JOB 1:
In the forum thread about Deepcar Motorhomes International, where did Dirk go after he sold up?
JOB 2:
Say whether each statement agrees with the forum thread about Deepcar Motorhomes International. Answer yes or no for each and quote the words from the thread that decide it.
(a) The company's website had been taken offline.
(b) The company's website says its sales, workshop and hire operation is closed.
(c) Emil still runs the voyager motorhome hire business.

# Deepcar Motorhomes International



## Hovis (Mar 28, 2007)

Can anyone out there tell me what has happened to "Deepcar Motorhomes International" :?:


----------



## Rapide561 (Oct 1, 2005)

*DMI*

Not sure. The website is still active but has been showing dwindling stock for at least a year form memory.

Russell


----------



## lucy2 (Jun 27, 2007)

If you go onto their www it states that their sales, workshop, hire operation is now closed. I seem to remember they shut about 1 year ago due to the exchange rate i believe.


----------



## spatz1 (May 19, 2011)

Last time i passed the house and yard were for sale... but then he did have a lousy local reputation in the car buisness prior to selling to a motorhome nationwide clientelle...

And emil who did the voyager motorhome hire buisness nearby has sold them all and quit that as well as selling deepcar service station, and is now back selling cars that the locals are happy to buy....


----------



## aldra (Jul 2, 2009)

Dirk sold up and returned to Germany, where he still sells Hymers as far as I am aware

Aldra


----------



## trevd01 (Oct 26, 2007)

INFORMATION PROVIDED:
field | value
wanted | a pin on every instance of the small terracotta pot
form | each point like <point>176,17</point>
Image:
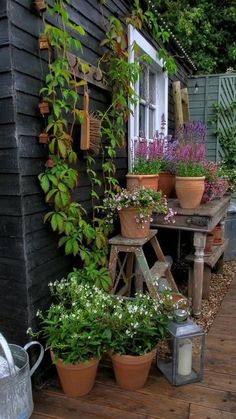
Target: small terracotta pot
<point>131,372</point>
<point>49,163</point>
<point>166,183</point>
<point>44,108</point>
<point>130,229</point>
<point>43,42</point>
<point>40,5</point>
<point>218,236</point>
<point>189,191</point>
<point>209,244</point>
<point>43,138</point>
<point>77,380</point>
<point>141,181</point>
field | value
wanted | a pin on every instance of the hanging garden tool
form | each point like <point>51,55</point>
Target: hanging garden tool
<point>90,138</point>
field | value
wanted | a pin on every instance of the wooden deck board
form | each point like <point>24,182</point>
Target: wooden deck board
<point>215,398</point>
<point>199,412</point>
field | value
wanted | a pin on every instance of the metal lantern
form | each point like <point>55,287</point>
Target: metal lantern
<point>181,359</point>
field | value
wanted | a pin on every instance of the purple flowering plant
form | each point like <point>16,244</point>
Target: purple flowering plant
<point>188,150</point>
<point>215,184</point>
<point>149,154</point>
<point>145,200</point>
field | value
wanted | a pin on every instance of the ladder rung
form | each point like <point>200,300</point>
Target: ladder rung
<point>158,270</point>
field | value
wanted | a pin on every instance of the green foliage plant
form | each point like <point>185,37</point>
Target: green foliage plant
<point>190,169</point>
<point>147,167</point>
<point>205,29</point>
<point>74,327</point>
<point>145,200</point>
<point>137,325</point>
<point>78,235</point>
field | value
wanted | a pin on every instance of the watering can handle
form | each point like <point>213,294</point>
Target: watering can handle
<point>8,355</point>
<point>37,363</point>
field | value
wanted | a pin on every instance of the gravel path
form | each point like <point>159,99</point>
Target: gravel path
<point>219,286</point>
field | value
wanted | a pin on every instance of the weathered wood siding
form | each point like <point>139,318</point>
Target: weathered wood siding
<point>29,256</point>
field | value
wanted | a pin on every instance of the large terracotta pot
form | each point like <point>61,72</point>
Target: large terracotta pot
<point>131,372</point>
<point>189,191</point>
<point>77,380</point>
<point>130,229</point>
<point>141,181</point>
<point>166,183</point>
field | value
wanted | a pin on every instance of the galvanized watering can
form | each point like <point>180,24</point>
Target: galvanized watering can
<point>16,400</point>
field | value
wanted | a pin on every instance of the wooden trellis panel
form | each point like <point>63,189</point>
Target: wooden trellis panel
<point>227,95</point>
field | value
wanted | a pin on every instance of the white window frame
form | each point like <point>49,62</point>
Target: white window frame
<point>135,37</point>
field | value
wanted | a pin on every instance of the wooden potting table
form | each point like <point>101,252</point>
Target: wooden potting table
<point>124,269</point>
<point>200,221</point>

--

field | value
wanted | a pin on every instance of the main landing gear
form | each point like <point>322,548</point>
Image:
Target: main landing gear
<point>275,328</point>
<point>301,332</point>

CORRECT OUTPUT 1:
He returned to Germany.

CORRECT OUTPUT 2:
(a) No: "The website is still active"
(b) Yes: "their sales, workshop, hire operation is now closed"
(c) No: "has sold them all and quit that"